:: Listed entries ::
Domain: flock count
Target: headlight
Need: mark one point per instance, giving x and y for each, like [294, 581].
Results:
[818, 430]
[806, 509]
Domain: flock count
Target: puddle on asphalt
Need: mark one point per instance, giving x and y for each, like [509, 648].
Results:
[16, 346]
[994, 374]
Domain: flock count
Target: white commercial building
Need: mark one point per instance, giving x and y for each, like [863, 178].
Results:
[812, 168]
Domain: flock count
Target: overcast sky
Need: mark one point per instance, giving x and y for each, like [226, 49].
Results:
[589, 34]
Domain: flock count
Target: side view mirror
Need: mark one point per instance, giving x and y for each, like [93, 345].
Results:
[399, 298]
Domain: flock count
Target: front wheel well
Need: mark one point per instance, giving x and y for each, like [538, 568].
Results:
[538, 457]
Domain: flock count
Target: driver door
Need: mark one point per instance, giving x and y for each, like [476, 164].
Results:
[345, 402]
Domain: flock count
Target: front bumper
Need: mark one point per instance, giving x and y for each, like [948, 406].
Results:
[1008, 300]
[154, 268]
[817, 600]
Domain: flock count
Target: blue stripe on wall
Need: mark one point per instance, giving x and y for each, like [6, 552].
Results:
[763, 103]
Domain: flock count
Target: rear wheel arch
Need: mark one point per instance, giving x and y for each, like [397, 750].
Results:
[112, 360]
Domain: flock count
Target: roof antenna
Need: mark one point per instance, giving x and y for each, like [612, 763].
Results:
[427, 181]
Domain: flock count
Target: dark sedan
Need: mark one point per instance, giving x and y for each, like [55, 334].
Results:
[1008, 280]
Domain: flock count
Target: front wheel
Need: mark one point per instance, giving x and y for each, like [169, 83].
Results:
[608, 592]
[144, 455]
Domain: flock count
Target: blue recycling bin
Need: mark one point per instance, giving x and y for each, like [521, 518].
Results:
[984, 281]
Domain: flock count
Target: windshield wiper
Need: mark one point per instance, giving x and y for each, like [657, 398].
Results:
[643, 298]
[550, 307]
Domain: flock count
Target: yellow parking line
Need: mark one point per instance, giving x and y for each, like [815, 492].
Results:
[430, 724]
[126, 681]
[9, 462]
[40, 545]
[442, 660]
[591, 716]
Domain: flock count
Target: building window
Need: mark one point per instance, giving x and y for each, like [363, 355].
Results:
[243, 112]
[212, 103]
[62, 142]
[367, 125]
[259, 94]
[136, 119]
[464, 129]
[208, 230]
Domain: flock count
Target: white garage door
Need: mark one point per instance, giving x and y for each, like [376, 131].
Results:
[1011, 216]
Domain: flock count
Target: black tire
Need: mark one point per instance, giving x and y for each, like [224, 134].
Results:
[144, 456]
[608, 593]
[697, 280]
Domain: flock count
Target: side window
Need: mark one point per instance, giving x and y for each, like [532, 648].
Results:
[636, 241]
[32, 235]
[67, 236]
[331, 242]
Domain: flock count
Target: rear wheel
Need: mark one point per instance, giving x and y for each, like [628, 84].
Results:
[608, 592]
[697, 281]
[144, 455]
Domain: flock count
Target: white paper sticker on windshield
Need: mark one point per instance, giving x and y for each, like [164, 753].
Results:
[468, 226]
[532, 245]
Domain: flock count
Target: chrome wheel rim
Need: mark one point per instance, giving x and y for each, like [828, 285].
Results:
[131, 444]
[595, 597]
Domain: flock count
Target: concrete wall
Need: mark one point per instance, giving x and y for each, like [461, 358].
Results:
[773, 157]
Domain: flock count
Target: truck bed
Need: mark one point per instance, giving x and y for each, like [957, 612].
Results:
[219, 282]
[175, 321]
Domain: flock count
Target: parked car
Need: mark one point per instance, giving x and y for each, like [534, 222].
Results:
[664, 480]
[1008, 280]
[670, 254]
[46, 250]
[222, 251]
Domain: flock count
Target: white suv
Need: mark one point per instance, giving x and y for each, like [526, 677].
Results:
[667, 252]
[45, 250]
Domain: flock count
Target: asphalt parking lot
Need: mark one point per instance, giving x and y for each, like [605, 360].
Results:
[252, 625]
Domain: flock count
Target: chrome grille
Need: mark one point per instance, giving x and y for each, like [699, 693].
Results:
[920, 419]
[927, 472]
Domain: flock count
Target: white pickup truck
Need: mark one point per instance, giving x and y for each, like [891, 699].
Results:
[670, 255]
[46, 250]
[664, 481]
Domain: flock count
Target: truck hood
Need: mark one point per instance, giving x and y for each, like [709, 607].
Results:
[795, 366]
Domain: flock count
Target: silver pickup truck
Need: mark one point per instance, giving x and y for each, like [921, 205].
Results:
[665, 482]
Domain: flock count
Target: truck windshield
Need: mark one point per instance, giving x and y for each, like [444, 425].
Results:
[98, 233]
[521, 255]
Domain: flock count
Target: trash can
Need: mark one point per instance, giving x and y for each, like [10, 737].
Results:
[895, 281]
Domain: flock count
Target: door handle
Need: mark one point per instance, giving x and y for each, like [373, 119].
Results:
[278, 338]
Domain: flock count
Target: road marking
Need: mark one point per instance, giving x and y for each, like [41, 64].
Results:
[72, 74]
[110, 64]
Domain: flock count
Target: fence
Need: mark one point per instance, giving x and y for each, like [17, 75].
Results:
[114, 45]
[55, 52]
:::
• Aim of the exercise
Output the listing above exactly as it appears.

• Answer
Domain: flock count
Target: headlight
Need: mark one point per instance, giving x and y for each, like [294, 581].
Results:
[818, 430]
[806, 509]
Domain: flock count
Target: puddle on asphalt
Need: mark one point per instance, giving x and y for each, like [509, 648].
Results:
[16, 346]
[994, 374]
Domain: flock count
Target: white commercial building
Need: mark one point per instance, giving x and y for each, like [863, 178].
Results:
[812, 168]
Domain: flock count
Target: overcast sky
Need: mark one point per instance, giving x and y for each, like [226, 49].
Results:
[589, 34]
Domain: flock count
Target: side view mirror
Need: mark one point per instance, giving x and y for each, like [93, 345].
Results:
[399, 298]
Domain: flock count
Target: front wheel well
Need: mark one point per instance, giving x and y for each, like [538, 568].
Results:
[538, 457]
Domain: flock count
Target: driver door
Need: mark one point per instance, giving x and y for each, like [476, 164].
Results:
[345, 402]
Domain: flock count
Target: front bumper
Need: mark one point per instance, giving x and y for each, like [948, 406].
Results:
[1008, 300]
[154, 268]
[817, 600]
Domain: flock count
Target: blue stripe on wall
Need: mark one point per instance, giving x and y for each, like [6, 552].
Results:
[763, 103]
Domain: flock count
Target: rear wheel arch
Need: mark one point per instance, giving x and y for each, like [397, 750].
Results:
[112, 360]
Domain: flock count
Target: roof antenna
Need: mark one point per instance, giving x and y for each, like [612, 763].
Results:
[427, 181]
Domain: flock count
Target: dark sedan
Need: mark one point per instance, giving x and y for each, like [55, 334].
Results:
[1008, 280]
Domain: flock count
Target: front wheel
Need: mark one point per instance, giving x and y for each, like [169, 83].
Results:
[608, 592]
[144, 455]
Domain: flock count
Target: blue recycling bin
Need: mark one point per instance, giving x and y for each, like [521, 518].
Results:
[984, 281]
Domain: flock count
Target: windshield wiper
Need: mark one point per instance, giving x and y for each, like [657, 398].
Results:
[643, 298]
[550, 307]
Domain: flock count
Target: yellow parking line
Need: mark one point per instance, giving x and y for each, like [815, 492].
Results:
[430, 724]
[126, 681]
[9, 462]
[40, 545]
[442, 660]
[591, 716]
Domain: flock count
Target: building window
Need: mark one point per instance, giving x and y for each, like [363, 355].
Results:
[243, 112]
[212, 103]
[62, 142]
[367, 125]
[259, 94]
[136, 119]
[464, 129]
[208, 230]
Domain: flock count
Target: white garage door
Need: mark one point per instance, giving x and y for each, like [376, 131].
Results:
[1011, 216]
Domain: flock count
Target: black tire
Need: mark one point per instance, giving x and y for each, like [224, 134].
Results:
[144, 456]
[608, 593]
[697, 280]
Domain: flock count
Target: side window
Need: mark one point per instance, giving x and y for each, like [532, 648].
Results:
[636, 241]
[32, 235]
[67, 236]
[331, 242]
Domain: flock count
Target: rear wheel
Need: mark one point per instance, giving x and y for each, like [628, 84].
Results:
[608, 592]
[697, 281]
[144, 455]
Domain: flock count
Target: white paper sticker on windshield
Need: mark one point per instance, giving x and y for each, like [164, 753].
Results:
[468, 226]
[532, 245]
Domain: flock count
Target: chrome wheel rim
Need: mark one point per instance, giving x and y for each, like [828, 285].
Results:
[131, 444]
[595, 597]
Domain: flock count
Target: concrete wall
Need: mark one point per instance, giving x and y for each, like [461, 358].
Results:
[773, 157]
Domain: flock count
Target: truck bed
Need: mark one point per instance, giving x and y for each, like [957, 612].
Results:
[219, 282]
[175, 321]
Domain: flock count
Target: parked car
Need: mark one point per instance, giving x and y for each, like [534, 222].
Results:
[664, 480]
[1008, 280]
[670, 254]
[46, 250]
[222, 251]
Domain: flock count
Target: white suv
Need: mark one point per instance, giving x and y for each, like [526, 677].
Results:
[667, 252]
[45, 250]
Domain: flock count
Target: asphalt parking lot
Need: mark one point per instance, giving x and y for each, like [605, 360].
Results:
[252, 625]
Domain: flock count
Target: chrome grille
Need: mark one point per instance, giving x and y for each, like [699, 693].
Results:
[920, 419]
[927, 472]
Domain: flock count
Target: white pickup truck
Need: mark one point per instance, giving x and y for each, like [891, 699].
Results:
[670, 255]
[46, 250]
[664, 481]
Domain: flock count
Target: truck hood
Need: mark one point per instance, giving x and y for each, like [709, 607].
Results:
[795, 366]
Domain: flock count
Target: silver pickup truck
Need: mark one point per instance, giving x and y for each, like [921, 205].
Results:
[665, 482]
Domain: flock count
Target: truck windshield
Need: mark one point per instance, giving x and y for each, like [444, 425].
Results:
[98, 233]
[521, 255]
Domain: flock count
Target: trash can
Need: mark one point per instance, giving x and y for each, like [10, 737].
Results:
[895, 281]
Domain: flock count
Target: door handle
Need: mark one point per instance, giving x and y for each, like [373, 119].
Results:
[278, 338]
Domain: flock count
Target: road marking
Need: mark one point per instance, giving x and y for each, like [41, 64].
Results:
[72, 74]
[110, 64]
Domain: flock count
Target: fence
Need: mark one point per instance, giving x and y for each, like [17, 75].
Results:
[114, 45]
[55, 52]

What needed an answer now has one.